(Beginning of TEXT UNDER STUDY)

Conan O Brien


Conan O'Brien's graduation speech Saturday at Dartmouth College arrived too late to be considered in The Atlantic Wire's 2011 Commencie award voting, but had it been eligible, there's little doubt that O'Brien's speech, would have been recognized as this year's most sobering depiction of the real world. A look back at two other O'Brien commencement speeches--one delivered at New York City's Stuyvesant High School and the other at Harvard--show that while O'Brien the talk show may have called on viewers to reject cynicism when he left NBC, Conan the commencement speaker has a more jaundiced world view.
  • "My first job as your commencement speaker is to illustrate that life is not fair. For example, you have worked tirelessly for four years to earn the diploma you’ll be receiving this weekend, and Dartmouth is giving me the same degree for interviewing the fourth lead in Twilight.  Deal with it."
  • "Another example that life is not fair: if it does rain, the powerful rich people on stage get the tent. Deal with it."
  • "You parents must be patient because it is indeed a grim job market out there. And one of the reasons that it’s so tough finding work is that aging baby boomers refuse to leave their jobs...Trust me on this."
  • "I’m here to tell you that, though you should not fear failure, you should do your very best to avoid it."
  • "Nietzsche famously said 'Whatever doesn’t kill you makes you stronger.”' But what he failed to stress is that it almost kills you. Disappointment stings and, for driven, successful people like yourselves it is disorienting."
  • "What Nietzsche should have said is  'Whatever doesn’t kill you, makes you watch a lot of Cartoon Network and drink mid-price Chardonnay at 11 in the morning. '"
  • "It’s a proven fact that as you get older, your brain shrinks and you get dumber. This is why you have to explain to your parents how a TiVo works and they have to explain to your grandparents how a cat works. Even I’ve gotten a lot dumber. I graduated from Harvard 20 years ago, and I am currently reading at the 6th grade level. If anyone here spoils the ending of Charlotte’s Web, I am so going to freak."
  • "Believe it or not, I actually do have some real advice for you. I don’t want to freak you guys out, but twenty five years ago, I could have been any one of you. I went to a public high school, and I was a bright, ambitious, hard working kid who wanted more than anything to go to a good college. The only problem is, I was much more interested in succeeding than in really learning."

(End of TEXT UNDER STUDY)

• TASK DESCRIPTION
Reproduce the article on Conan O'Brien's commencement speeches word for word, starting with "Conan O'Brien's graduation" and going on through "jaundiced world view.".

(Beginning of DATA EXCERPTS)

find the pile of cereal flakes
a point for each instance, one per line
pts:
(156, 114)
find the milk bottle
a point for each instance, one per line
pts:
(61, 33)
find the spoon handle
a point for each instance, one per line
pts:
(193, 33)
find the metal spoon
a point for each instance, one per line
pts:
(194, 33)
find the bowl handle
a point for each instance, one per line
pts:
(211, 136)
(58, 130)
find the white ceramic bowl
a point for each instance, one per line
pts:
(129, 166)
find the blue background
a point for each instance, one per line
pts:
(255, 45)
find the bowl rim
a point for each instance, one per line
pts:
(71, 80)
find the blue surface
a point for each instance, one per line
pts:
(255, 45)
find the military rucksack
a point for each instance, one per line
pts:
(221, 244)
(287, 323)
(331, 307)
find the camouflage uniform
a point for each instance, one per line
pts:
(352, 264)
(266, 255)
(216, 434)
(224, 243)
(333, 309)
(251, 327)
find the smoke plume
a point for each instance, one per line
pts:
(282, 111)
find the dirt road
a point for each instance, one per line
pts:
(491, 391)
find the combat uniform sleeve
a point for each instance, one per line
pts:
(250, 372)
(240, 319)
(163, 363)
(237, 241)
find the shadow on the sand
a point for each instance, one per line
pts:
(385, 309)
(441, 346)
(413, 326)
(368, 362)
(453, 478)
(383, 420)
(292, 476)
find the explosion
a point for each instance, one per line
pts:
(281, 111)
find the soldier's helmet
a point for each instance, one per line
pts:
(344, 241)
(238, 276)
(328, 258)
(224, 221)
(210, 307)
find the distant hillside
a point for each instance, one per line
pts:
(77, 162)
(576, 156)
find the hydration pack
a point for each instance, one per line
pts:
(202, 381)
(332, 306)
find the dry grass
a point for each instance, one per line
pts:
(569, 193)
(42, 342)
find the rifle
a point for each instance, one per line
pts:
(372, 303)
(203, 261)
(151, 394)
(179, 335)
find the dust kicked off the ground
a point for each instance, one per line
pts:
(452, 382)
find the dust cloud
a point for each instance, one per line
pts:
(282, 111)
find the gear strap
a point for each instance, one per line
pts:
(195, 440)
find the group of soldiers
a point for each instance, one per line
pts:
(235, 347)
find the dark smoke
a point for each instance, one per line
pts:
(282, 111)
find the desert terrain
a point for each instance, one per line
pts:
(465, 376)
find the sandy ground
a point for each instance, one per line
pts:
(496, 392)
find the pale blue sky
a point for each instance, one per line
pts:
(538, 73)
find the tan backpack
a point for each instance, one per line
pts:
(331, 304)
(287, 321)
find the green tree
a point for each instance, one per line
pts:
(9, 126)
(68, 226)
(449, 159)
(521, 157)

(End of DATA EXCERPTS)

• TASK OUTPUT
Conan O'Brien's graduation speech Saturday at Dartmouth College arrived too late to be considered in The Atlantic Wire's 2011 Commencie award voting, but had it been eligible, there's little doubt that O'Brien's speech, would have been recognized as this year's most sobering depiction of the real world. A look back at two other O'Brien commencement speeches--one delivered at New York City's Stuyvesant High School and the other at Harvard--show that while O'Brien the talk show may have called on viewers to reject cynicism when he left NBC, Conan the commencement speaker has a more jaundiced world view.